● Work instructions
Every line from the start of the entries up to and including the one bearing "Exercise. Pin every instance of the distant shoreline" must be printed verbatim, without the pictures.
────────
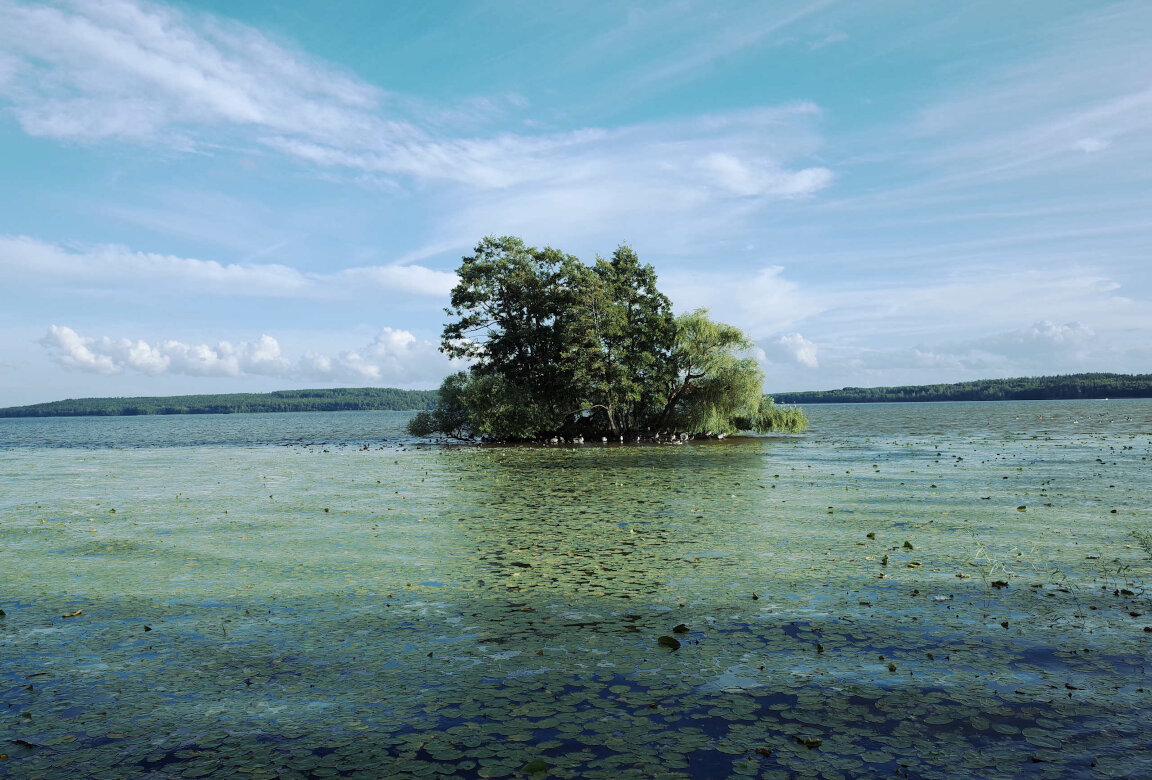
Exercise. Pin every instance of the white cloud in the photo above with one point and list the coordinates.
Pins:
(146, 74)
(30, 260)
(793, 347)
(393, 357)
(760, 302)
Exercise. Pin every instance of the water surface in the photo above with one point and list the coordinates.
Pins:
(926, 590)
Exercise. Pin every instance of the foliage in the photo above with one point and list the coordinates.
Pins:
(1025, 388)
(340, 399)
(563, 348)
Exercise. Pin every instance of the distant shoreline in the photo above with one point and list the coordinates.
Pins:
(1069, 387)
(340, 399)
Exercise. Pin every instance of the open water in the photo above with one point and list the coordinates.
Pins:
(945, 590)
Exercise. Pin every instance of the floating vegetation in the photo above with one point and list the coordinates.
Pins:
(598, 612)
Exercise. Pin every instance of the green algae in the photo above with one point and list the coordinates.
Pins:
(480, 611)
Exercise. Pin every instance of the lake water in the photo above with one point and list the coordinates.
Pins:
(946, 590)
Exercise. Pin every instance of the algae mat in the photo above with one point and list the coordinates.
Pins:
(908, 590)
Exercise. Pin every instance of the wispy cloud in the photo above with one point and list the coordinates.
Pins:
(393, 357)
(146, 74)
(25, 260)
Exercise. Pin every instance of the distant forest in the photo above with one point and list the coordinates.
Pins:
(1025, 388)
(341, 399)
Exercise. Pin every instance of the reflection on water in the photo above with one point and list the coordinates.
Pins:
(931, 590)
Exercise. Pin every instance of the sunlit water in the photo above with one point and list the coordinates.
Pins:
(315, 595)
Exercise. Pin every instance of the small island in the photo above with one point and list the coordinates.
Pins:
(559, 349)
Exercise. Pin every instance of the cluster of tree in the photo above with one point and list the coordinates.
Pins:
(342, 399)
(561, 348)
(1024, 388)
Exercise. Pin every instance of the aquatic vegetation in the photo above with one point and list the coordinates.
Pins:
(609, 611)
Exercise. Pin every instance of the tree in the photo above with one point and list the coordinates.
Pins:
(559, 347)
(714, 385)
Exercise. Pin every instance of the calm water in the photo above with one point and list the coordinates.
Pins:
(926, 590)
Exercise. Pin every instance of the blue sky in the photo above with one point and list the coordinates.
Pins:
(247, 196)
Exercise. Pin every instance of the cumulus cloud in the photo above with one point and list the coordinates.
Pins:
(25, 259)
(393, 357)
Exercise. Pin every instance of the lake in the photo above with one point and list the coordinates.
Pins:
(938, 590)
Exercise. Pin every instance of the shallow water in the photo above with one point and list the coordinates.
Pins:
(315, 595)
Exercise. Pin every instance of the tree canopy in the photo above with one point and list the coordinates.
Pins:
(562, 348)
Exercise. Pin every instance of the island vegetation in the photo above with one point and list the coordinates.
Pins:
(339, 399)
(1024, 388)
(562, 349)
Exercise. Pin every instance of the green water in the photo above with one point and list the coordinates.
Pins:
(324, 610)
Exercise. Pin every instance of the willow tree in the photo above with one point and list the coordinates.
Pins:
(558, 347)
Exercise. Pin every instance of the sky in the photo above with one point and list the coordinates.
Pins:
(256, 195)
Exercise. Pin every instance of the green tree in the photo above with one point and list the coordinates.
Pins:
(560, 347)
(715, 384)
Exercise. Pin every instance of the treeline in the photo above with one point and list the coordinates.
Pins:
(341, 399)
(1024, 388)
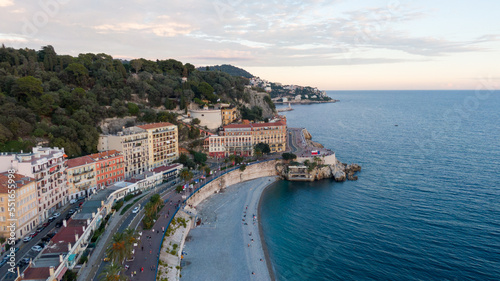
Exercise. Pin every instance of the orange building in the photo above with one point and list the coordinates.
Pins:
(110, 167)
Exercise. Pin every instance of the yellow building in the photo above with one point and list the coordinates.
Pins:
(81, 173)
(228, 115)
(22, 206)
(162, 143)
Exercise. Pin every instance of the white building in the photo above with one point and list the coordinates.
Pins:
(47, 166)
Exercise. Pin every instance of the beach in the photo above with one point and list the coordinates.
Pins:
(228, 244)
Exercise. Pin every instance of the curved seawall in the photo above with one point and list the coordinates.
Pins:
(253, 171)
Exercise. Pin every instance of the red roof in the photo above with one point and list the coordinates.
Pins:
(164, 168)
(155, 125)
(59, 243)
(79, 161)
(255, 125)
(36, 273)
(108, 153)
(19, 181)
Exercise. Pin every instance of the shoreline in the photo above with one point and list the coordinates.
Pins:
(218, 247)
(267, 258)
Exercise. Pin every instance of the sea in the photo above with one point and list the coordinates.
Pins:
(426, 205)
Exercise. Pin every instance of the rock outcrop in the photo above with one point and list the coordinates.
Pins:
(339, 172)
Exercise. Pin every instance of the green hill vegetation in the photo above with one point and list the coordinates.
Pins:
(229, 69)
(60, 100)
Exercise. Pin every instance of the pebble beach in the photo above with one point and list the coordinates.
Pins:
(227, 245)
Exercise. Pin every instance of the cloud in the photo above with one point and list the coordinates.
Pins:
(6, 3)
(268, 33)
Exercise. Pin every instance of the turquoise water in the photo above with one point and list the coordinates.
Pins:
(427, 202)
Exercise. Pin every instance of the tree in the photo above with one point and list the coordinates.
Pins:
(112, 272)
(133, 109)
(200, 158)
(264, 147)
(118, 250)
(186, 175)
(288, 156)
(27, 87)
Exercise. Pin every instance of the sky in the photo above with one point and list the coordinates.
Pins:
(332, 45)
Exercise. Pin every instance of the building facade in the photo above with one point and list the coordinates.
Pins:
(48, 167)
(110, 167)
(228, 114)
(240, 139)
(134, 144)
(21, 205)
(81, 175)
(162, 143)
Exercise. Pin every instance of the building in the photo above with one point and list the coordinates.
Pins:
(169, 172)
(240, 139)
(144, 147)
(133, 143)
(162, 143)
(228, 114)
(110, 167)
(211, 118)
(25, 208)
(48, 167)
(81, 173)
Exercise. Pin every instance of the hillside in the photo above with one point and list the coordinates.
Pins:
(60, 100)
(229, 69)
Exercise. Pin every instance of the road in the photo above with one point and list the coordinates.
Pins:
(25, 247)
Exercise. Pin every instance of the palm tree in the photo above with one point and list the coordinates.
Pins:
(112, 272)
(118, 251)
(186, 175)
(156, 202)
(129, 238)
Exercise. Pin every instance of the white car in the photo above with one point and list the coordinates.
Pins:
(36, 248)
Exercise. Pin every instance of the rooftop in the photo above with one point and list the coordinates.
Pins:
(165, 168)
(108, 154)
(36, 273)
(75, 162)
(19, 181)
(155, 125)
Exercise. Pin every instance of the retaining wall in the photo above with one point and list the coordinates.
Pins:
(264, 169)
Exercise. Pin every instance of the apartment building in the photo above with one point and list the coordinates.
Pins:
────────
● Exercise solution
Exercise. Pin every instance of the white cloud in the photo above with one point and list the coordinates.
Pins:
(146, 74)
(30, 260)
(793, 347)
(393, 357)
(760, 302)
Exercise. Pin every instance of the water surface in the photo above with one point and list the coordinates.
Pins:
(926, 590)
Exercise. Pin every instance of the foliage in the photo above with one point and list the coordinates.
Pins:
(1025, 388)
(340, 399)
(563, 348)
Exercise. Pin every instance of the distant shoreline in the photo above with one point and list the coordinates.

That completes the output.